**WRITTEN EXERCISE 1**
Decide whether each statement agrees with the R ddply answer: (a) ddply comes from the plyr package; (b) the filter keeps rows whose value is at least 1; (c) the second edit adjusted the code to account for week. Answer yes or no for each and quote the deciding words.

EDIT: Realised it could be simpler.

2nd EDIT: Adjusted to account for month as well.

First let's grab a year-month variable from your data.

If it isn't already make sure the Usage column is of type Date.

software_data$Usage <- as.Date(software_data$Usage)

Once it's of type date we can compress this to a Year-Month Date column.

software_data$Usage_Year_Month <- format(software_data$Usage, format = "%Y-%m")

Once your dataframe is in this form, from this to the output I have at mau2 is just 3 lines of code.

mau <- ddply(software_data, c("id", "software_v", "Usage_Year_Month"), nrow)

mau <- mau[mau[,4] > 1,]

mau2 <- ddply(mau, c("software_v", "Usage_Year_Month"), nrow)

Now let me explain that.

We can use ddply (from the plyr package) to apply the nrow function to each subset of the data. So we subset on id, software_v and the variable we created Usage_Year_Month, then our function returns the number of rows in that subgroup. Then at the end we just need to filter so we only keep those rows with a value of greater than 1.

mau <- ddply(software_data, c("id", "software_v"), numcolwise(length))

**RECORD LIST**
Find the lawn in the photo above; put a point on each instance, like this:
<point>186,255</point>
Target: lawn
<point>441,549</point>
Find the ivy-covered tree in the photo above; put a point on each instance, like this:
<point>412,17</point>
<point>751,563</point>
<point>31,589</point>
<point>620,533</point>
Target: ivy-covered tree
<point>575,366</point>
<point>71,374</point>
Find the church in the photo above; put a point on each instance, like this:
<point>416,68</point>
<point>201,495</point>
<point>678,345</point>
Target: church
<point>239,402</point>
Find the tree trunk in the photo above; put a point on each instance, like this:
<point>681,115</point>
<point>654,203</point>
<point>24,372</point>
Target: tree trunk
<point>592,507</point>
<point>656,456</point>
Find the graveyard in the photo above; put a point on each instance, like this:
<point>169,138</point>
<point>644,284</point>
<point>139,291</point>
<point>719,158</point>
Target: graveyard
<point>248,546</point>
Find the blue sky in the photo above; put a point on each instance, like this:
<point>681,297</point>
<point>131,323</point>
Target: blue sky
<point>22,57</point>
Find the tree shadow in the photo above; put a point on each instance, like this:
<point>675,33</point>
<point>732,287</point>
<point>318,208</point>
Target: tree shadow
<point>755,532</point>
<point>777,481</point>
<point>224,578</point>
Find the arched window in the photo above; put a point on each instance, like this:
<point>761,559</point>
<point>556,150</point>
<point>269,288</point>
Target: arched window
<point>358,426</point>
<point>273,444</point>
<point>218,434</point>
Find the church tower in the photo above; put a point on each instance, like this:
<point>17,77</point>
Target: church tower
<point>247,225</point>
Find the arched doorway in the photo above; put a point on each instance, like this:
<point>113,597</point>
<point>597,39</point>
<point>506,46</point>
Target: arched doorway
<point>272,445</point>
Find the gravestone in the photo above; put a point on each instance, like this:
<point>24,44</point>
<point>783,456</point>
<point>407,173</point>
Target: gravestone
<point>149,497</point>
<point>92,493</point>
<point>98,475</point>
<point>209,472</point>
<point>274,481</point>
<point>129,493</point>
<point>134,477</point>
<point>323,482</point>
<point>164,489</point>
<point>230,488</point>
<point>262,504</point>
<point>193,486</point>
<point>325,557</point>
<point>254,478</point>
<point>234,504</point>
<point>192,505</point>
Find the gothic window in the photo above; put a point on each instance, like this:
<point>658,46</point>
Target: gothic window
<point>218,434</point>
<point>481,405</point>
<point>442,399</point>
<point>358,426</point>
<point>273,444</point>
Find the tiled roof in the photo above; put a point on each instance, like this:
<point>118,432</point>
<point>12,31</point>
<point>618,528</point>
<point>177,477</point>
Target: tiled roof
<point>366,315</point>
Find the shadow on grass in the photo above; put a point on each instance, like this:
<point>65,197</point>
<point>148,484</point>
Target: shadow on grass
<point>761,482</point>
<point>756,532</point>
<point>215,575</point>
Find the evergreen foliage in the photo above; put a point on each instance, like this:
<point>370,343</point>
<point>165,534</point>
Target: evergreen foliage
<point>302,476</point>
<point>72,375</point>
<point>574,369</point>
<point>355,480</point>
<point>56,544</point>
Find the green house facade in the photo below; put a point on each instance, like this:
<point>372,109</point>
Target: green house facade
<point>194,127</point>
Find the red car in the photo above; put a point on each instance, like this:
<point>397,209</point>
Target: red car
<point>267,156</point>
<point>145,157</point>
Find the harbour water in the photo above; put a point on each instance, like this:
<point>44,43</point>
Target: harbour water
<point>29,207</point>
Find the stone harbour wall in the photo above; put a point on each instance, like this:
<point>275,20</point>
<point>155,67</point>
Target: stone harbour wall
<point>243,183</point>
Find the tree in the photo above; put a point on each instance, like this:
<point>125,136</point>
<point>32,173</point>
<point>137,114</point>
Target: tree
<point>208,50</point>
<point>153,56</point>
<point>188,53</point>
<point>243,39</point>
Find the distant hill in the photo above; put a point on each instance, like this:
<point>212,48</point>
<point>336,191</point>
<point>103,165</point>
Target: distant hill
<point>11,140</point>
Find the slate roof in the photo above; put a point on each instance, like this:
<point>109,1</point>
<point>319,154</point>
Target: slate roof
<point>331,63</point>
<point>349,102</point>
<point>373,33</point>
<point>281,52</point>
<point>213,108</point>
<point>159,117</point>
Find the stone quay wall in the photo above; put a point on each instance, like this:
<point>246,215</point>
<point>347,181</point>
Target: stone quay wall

**WRITTEN EXERCISE 2**
Return the listing word for word, everything from its first line down to the line containing "<point>71,374</point>", with both of those lines included.

**FULL SOLUTION 1**
(a) Yes: "We can use ddply (from the plyr package)"
(b) No: "we only keep those rows with a value of greater than 1"
(c) No: "2nd EDIT: Adjusted to account for month as well."

**FULL SOLUTION 2**
Find the lawn in the photo above; put a point on each instance, like this:
<point>186,255</point>
Target: lawn
<point>441,549</point>
Find the ivy-covered tree in the photo above; put a point on each instance, like this:
<point>412,17</point>
<point>751,563</point>
<point>31,589</point>
<point>620,533</point>
Target: ivy-covered tree
<point>575,366</point>
<point>71,374</point>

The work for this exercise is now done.